QUOTED PASSAGE –
━━━

It’s not hyperbolic to say that the AI age will die on the vine without a massive and rapid expansion of energy and the grid.

Wall Street is already cashing in on the newly minted symbiotic relationship between AI growth and skyrocketing energy demand.

The big money is diving into best-in-class stocks and upstarts across nuclear energy, natural gas, solar, power and electricity infrastructure, and beyond.

Institutional investors are increasingly confident in the AI energy trade because big government and big tech are throwing their collective force behind energy industry expansion.

A few next-generation energy stocks have already cemented themselves as surefire AI winners.

Countless others are fighting for their piece of this increasingly critical growth area of Wall Street and the economy.

Now it’s time for investors to buy the stocks that will fuel the AI age, no matter how artificial intelligence shakes up the economy or which hyperscalers eventually dominate.

━━━

Stored data:
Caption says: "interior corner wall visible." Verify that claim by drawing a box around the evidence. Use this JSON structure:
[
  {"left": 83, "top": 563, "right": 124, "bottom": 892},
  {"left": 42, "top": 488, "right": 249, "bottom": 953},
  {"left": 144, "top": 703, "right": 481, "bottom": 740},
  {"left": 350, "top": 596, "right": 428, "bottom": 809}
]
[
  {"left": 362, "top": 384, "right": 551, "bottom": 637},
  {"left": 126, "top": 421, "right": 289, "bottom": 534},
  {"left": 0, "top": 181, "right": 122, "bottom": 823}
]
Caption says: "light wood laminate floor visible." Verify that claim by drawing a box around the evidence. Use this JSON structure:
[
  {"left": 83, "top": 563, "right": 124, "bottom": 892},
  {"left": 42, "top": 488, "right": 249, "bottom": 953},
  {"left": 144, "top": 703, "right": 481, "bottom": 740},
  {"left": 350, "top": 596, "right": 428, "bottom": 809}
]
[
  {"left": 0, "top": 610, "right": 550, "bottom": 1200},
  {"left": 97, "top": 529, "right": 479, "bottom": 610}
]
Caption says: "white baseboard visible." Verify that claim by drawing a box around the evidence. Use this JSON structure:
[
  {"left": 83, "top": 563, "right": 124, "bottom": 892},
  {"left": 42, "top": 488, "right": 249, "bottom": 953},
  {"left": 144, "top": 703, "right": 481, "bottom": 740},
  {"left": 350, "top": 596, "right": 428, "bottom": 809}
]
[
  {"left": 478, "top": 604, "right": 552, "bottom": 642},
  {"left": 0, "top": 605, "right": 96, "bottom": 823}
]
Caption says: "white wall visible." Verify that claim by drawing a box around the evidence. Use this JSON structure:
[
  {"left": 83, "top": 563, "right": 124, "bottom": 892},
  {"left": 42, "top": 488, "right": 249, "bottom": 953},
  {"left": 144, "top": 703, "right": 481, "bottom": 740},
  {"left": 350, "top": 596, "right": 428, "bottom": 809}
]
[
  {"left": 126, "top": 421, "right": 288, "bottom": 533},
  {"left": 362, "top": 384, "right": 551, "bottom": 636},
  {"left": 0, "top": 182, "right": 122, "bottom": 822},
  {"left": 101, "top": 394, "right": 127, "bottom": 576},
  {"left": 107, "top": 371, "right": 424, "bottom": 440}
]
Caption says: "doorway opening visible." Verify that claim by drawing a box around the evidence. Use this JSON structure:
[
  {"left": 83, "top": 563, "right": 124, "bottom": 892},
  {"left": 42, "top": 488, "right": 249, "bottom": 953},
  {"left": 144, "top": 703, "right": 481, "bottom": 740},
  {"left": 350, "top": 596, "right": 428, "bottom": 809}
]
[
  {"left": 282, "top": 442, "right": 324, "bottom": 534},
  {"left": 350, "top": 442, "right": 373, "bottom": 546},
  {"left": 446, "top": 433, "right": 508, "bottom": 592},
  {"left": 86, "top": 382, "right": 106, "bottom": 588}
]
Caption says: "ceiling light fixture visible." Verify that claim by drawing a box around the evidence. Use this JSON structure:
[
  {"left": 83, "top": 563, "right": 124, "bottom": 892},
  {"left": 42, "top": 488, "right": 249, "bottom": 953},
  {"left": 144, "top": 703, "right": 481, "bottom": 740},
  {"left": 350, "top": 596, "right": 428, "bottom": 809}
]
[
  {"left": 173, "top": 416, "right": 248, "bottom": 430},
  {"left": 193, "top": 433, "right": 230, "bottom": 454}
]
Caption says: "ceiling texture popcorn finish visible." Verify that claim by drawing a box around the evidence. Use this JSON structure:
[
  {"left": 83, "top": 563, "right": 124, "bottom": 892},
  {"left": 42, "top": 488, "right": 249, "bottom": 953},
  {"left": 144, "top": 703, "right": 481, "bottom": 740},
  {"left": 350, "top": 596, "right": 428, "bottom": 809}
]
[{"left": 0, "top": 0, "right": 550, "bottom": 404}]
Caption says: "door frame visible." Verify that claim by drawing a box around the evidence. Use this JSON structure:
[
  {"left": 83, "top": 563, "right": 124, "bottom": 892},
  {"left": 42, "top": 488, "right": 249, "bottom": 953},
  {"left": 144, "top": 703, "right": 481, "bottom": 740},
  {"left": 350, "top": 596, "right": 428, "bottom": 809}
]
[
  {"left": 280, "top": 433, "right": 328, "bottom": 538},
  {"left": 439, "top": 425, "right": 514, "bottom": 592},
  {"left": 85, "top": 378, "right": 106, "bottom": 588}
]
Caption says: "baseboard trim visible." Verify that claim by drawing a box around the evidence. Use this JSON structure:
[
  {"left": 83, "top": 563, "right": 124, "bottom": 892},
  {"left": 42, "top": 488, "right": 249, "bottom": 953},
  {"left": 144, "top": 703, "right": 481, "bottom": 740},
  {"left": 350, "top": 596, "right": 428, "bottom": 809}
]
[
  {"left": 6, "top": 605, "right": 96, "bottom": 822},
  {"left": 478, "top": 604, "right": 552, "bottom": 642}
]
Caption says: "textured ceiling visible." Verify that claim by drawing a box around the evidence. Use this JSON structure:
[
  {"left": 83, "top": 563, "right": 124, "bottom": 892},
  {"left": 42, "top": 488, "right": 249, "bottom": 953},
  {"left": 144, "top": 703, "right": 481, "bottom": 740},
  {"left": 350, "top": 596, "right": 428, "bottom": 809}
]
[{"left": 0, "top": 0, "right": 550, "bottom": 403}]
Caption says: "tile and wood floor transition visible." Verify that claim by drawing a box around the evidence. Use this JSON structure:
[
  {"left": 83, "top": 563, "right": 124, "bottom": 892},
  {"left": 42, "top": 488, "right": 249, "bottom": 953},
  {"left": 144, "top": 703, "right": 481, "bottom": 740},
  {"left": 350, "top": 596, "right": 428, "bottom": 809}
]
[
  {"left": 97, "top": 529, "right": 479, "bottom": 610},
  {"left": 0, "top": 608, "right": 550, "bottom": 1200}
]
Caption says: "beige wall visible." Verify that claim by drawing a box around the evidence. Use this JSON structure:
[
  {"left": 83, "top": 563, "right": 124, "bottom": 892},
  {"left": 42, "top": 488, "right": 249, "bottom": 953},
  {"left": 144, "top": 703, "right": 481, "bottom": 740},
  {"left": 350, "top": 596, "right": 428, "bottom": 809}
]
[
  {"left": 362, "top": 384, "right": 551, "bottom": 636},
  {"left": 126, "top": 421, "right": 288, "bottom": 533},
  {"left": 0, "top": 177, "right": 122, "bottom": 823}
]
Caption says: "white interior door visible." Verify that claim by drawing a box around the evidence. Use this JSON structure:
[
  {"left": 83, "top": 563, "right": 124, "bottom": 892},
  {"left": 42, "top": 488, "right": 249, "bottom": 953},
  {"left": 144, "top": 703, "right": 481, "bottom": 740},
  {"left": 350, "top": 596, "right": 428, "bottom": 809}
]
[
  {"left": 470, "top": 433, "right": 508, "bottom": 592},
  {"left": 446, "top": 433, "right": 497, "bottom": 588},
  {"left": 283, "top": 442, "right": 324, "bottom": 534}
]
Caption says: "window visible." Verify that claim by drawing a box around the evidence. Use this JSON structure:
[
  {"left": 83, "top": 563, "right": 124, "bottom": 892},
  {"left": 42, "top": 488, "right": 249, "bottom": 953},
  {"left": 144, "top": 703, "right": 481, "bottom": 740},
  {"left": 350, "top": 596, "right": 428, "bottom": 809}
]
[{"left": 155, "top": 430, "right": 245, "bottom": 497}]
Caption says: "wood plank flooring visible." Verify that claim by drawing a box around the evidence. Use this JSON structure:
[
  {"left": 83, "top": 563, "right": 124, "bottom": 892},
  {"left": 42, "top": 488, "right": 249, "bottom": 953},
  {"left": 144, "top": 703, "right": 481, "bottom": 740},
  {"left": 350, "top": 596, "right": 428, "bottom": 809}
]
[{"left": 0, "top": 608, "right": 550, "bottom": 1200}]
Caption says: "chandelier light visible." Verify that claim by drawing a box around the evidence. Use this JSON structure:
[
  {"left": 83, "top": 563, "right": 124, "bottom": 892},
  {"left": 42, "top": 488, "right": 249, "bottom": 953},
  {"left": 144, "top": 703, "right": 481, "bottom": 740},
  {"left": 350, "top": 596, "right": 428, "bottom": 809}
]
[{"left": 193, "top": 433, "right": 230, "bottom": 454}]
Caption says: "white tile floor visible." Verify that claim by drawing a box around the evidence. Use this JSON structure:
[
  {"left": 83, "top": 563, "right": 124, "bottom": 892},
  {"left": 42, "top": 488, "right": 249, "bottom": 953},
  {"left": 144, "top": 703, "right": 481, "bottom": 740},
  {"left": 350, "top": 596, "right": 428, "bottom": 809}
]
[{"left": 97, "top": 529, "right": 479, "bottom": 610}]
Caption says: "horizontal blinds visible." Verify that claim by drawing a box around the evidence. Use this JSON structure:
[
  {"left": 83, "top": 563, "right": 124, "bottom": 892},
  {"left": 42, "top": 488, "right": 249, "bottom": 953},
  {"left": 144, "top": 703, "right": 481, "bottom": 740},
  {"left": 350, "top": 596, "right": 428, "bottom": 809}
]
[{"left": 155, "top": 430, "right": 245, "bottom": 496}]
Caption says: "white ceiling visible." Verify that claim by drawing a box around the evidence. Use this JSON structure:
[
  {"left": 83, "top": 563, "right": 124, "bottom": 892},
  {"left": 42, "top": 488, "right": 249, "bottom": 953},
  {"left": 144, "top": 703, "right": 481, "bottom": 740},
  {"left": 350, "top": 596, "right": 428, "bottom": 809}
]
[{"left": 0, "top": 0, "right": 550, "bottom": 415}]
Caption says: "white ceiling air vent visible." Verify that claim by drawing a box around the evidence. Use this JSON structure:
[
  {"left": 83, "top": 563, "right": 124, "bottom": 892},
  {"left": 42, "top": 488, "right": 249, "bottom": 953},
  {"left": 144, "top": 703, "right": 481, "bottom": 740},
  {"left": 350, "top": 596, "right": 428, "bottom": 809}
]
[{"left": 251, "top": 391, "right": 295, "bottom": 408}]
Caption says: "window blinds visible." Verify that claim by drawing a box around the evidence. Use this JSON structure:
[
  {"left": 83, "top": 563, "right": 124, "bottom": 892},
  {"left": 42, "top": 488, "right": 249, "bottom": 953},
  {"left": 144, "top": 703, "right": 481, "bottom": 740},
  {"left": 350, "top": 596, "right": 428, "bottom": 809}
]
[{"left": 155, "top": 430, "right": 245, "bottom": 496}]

━━━

YOUR ASSIGNMENT – Write out the full passage above about AI and energy stocks, word for word.

EXERCISE RESPONSE –
It’s not hyperbolic to say that the AI age will die on the vine without a massive and rapid expansion of energy and the grid.

Wall Street is already cashing in on the newly minted symbiotic relationship between AI growth and skyrocketing energy demand.

The big money is diving into best-in-class stocks and upstarts across nuclear energy, natural gas, solar, power and electricity infrastructure, and beyond.

Institutional investors are increasingly confident in the AI energy trade because big government and big tech are throwing their collective force behind energy industry expansion.

A few next-generation energy stocks have already cemented themselves as surefire AI winners.

Countless others are fighting for their piece of this increasingly critical growth area of Wall Street and the economy.

Now it’s time for investors to buy the stocks that will fuel the AI age, no matter how artificial intelligence shakes up the economy or which hyperscalers eventually dominate.